点标注记录 -
———

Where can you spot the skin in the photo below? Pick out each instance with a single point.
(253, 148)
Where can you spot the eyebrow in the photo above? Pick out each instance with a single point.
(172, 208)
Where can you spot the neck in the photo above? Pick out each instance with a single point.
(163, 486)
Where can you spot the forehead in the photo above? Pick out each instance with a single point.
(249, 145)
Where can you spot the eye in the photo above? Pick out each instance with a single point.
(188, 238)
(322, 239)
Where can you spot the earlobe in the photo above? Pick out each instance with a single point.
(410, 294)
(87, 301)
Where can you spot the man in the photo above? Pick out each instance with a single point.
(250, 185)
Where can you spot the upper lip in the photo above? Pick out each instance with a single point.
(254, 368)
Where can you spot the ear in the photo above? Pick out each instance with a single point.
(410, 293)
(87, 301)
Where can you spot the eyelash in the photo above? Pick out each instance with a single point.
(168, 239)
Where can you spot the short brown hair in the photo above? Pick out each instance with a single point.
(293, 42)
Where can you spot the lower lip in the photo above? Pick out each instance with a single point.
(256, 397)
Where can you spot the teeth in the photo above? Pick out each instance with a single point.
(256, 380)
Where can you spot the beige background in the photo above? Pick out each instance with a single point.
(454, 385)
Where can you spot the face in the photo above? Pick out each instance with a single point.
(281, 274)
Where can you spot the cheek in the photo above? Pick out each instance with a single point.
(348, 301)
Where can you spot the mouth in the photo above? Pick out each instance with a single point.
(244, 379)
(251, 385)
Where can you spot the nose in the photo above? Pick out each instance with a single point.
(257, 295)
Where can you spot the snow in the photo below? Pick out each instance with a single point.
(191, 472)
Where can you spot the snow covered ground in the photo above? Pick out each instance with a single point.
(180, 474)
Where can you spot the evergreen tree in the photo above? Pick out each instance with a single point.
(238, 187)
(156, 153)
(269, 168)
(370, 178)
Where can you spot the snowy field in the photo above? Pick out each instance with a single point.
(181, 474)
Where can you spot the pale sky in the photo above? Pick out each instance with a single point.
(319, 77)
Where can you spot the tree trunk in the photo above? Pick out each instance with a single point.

———

任务说明 -
从包含“Where can you spot the snow in”的那一行开始，到记录末尾结束，重新写出这些行，其中的请求也一并保留，只输出这些行。把答案里的每个坐标值缩放为原来的1.5倍，并四舍五入为整数，逢半进一。

回答 -
Where can you spot the snow in the photo below? Pick out each instance with a single point.
(287, 708)
Where can you spot the snow covered ground in the photo above? Pick out each instance with a single point.
(270, 711)
Where can you spot the evergreen tree in the photo above? Pick out each instance with a single point.
(357, 281)
(234, 230)
(404, 252)
(555, 267)
Where can you spot the snowy field in the photo above? Pick out each instance with a single point.
(272, 711)
Where can you spot the pale sky in the photo above? Pick out each instance with a single point.
(479, 116)
Where can you spot the tree trunk in the photo above? Pick out each instance with a single point.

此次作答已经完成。